- Job -
Write out every line in the stretch from the line containing "white fence post." through the last line below, decreasing each coordinate by 110 and leaving everything else unchanged.

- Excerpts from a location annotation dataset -
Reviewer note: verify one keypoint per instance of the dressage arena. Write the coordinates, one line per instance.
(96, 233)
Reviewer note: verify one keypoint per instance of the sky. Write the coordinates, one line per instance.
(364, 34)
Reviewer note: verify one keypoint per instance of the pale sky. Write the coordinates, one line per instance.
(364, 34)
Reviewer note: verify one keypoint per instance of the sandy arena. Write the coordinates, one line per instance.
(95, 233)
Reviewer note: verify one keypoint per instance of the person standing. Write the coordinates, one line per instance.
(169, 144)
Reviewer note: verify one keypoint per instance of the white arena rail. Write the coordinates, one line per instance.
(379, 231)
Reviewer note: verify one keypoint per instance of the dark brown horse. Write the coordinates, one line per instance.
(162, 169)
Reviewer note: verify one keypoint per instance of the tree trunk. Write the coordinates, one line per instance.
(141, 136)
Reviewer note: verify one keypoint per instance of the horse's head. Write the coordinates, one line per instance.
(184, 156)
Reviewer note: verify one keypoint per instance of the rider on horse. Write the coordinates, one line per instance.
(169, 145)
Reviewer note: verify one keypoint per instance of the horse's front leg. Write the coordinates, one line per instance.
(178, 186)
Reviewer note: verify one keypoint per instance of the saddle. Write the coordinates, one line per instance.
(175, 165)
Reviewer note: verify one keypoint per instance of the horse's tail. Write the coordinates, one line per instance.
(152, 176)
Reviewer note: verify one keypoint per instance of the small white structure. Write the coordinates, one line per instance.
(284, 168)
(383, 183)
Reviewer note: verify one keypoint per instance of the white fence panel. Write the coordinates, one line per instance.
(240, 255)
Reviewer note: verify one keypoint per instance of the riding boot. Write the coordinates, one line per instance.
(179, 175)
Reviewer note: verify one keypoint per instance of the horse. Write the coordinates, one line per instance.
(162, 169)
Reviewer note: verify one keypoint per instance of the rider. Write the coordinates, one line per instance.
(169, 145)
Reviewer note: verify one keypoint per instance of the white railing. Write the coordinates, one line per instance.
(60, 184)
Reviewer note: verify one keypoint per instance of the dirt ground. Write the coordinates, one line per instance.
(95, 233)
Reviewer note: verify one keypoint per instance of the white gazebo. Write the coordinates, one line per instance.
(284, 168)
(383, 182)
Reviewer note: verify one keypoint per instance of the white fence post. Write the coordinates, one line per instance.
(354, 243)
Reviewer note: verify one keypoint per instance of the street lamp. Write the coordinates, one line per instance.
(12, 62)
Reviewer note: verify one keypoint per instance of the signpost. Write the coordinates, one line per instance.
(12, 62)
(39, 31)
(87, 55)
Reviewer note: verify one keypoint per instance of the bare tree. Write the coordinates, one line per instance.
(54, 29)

- Problem solution -
Reviewer note: verify one keypoint per instance of the white fence post. Write the coordinates, one line per instance.
(244, 133)
Reviewer note: verify one keypoint per instance of the street lamp. Write the coordinates, one line per instance.
(-98, -48)
Reviewer note: verify one keypoint per instance of the signpost. Write the coordinates, one line per instance.
(-98, -48)
(-71, -79)
(-23, -55)
Reviewer note: verify one keypoint per instance of the bare tree. Write the coordinates, one line per instance.
(-56, -81)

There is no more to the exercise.